The task: In the items below, switch every "pin" to "marker" and leave all other text untouched.

** Start Data shown **

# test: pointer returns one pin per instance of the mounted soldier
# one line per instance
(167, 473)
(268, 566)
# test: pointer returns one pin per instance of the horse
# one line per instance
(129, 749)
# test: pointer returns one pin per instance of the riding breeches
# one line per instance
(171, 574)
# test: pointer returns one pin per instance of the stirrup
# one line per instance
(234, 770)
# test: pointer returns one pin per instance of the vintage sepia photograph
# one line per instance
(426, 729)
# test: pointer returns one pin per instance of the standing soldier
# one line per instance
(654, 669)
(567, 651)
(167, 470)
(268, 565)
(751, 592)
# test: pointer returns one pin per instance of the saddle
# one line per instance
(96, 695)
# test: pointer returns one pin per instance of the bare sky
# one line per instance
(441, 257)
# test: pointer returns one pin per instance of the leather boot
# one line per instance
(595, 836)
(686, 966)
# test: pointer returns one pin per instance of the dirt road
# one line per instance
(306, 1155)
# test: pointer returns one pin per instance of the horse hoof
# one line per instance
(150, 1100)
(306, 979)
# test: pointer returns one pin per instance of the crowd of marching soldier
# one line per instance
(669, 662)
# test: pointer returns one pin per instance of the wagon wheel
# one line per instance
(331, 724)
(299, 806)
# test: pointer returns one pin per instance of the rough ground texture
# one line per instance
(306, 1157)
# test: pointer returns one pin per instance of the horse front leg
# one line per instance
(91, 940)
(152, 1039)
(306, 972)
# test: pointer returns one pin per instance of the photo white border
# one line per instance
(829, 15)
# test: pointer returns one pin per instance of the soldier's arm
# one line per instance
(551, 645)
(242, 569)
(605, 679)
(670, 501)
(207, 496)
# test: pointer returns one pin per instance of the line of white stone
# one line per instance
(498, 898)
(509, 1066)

** End Data shown **

Written reply:
# test: pointer returns one marker per instance of the mounted soldier
# one line per instance
(167, 473)
(268, 566)
# test: pointer returns one marker per instance of the horse
# one line per instance
(129, 749)
# test: pointer returns one marker per instance of the riding breeches
# one line per instance
(171, 574)
# test: pointer returns one marker per instance of the stirrup
# one line per instance
(234, 770)
# test: pointer returns one marker per instance of the vintage sepia photograph
# one line per instance
(426, 729)
# test: pointer returns one marker per instance of the standing soldier
# one line per instance
(654, 669)
(567, 651)
(167, 470)
(268, 565)
(751, 592)
# test: pointer returns one marker per instance of the saddle
# one line per instance
(96, 695)
# test: pointer returns one marker per instance of the bare sky
# one line per instance
(441, 257)
# test: pointer returns one marker per instance of the leather boot
# one line per instance
(595, 836)
(686, 966)
# test: pointer returns one marker per instance of the dirt road
# one line per instance
(306, 1155)
# test: pointer returns one marker per instance of the horse hoof
# one line per instance
(150, 1100)
(306, 979)
# test: pointer returns one marker per instance of the crowd of marching soldier
# one line per instance
(669, 662)
# test: pointer returns one marker per instance of the wagon wheel
# one line per instance
(331, 724)
(299, 806)
# test: pointer returns one marker per instance of the rough ground texture
# one line per instance
(306, 1157)
# test: pointer returns one marker per instance of the horse front leg
# one line per instance
(91, 940)
(152, 1039)
(306, 972)
# test: pointer returns one marker per instance of the photo white border
# one line per instance
(829, 15)
# test: pointer returns one marker per instance of the soldier's arm
# one line per instance
(551, 645)
(242, 569)
(605, 679)
(670, 501)
(207, 496)
# test: pointer returns one marker per instance of the line of white stone
# one line per instance
(498, 898)
(509, 1066)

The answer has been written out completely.